● Challenge
Rewrite the entries below from the line containing "of the yellow" through the end of the entries, both ends included, switching "thickest part" to "widest part" and leaving everything else unchanged.

● Pointing dataset entries
****************

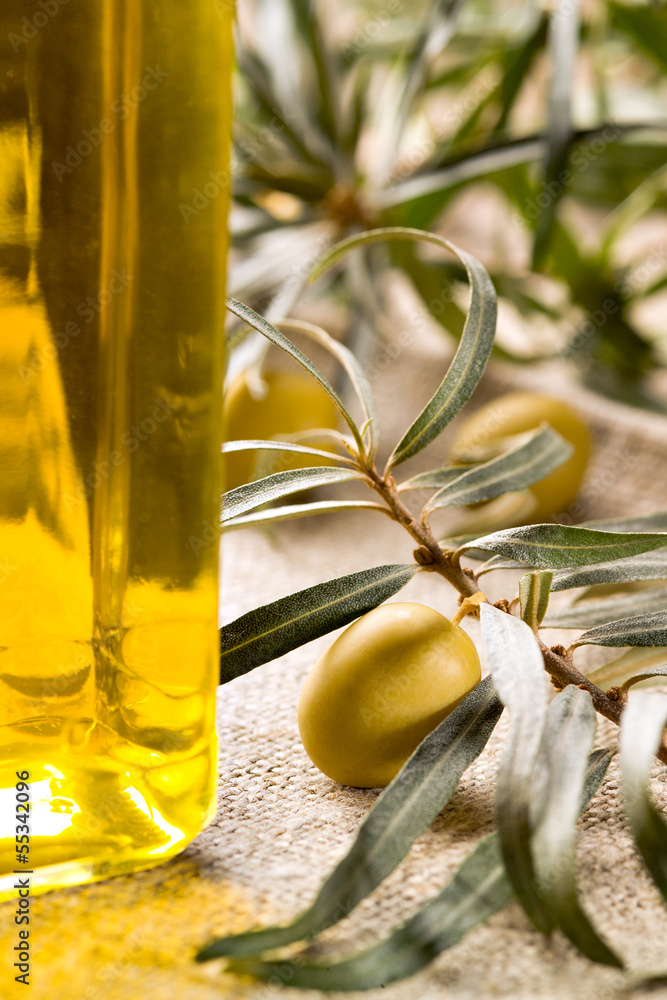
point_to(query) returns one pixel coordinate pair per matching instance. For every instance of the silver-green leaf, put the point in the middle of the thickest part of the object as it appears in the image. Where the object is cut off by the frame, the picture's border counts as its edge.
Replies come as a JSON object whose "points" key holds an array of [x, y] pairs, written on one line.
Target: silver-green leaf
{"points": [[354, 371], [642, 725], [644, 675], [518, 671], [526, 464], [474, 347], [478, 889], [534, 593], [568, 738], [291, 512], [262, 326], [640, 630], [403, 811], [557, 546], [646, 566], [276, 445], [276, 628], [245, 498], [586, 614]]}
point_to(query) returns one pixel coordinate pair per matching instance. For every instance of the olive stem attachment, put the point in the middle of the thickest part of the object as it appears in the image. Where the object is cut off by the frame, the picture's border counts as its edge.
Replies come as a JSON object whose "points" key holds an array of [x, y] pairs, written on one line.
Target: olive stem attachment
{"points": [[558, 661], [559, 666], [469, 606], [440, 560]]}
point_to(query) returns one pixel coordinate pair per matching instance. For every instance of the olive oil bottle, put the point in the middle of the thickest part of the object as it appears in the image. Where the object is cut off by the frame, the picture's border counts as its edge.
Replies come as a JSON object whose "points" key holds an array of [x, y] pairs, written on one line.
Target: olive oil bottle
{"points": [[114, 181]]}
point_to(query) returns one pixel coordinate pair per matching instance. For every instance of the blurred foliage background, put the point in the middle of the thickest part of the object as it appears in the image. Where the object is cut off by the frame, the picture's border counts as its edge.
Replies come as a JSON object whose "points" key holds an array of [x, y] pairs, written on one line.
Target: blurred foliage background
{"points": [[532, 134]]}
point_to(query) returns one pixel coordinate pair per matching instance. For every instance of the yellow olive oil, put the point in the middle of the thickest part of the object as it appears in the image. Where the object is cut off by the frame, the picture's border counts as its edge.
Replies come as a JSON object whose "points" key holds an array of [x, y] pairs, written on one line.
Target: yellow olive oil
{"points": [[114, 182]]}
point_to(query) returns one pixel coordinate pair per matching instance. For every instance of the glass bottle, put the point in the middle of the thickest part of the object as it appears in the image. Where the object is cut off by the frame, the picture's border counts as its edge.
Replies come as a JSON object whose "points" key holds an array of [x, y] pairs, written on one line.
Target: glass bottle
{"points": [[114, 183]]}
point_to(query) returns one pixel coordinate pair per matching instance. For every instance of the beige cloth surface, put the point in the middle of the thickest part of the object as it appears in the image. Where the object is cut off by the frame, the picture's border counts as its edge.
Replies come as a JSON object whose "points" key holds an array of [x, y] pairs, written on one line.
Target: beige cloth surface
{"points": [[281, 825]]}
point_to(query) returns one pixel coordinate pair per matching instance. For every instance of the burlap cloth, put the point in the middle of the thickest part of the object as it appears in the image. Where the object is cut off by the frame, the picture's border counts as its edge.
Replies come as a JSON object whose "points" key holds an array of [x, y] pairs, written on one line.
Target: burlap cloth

****************

● Final result
point_to(query) returns one pixel coordinate pair per matching instance. For every instance of the yellow olive oil, put the point in the middle of the widest part of the object as it appears in the image. Where the object is cut off by the frame, the picture's border counts as its edge.
Replies come as a JSON object whose "points" key holds an array of [x, y] pairs, written on one line.
Target: yellow olive oil
{"points": [[114, 182]]}
point_to(query) returns one pixel coordinate pair per matching instance. For every instance of the glass bottle, put the point in the middle of the widest part of the object as it appears in the image. Where the object is cut off by the frame, the picture's border counts as its edge.
Replies come as a JSON object whose "points" key holds an array of [x, y] pairs, written on one line.
Target: glass bottle
{"points": [[114, 183]]}
point_to(query) returns one pixel coordinate pair per matching instance. For every instance of the beige cloth surface, put the point in the middle of the widest part of the object as it appears in the image. Where the object is cut off by the frame, the picture's border counts as its edge.
Replies come as a JSON object whose "points" key holds an array of [x, y] pairs, written on one line.
Target: beige cloth surface
{"points": [[281, 825]]}
point_to(query) returns one pixel coordinate pair per matching instance. For every instance of the burlap cloth, put the point in the middle of the widest part of the object as it appears in the image. Where the object is cut off by the frame, the picture's border counts as its edge.
Replies come as a JSON object whose "points" key holds an array of [x, y] pairs, written on one line.
Target: burlap cloth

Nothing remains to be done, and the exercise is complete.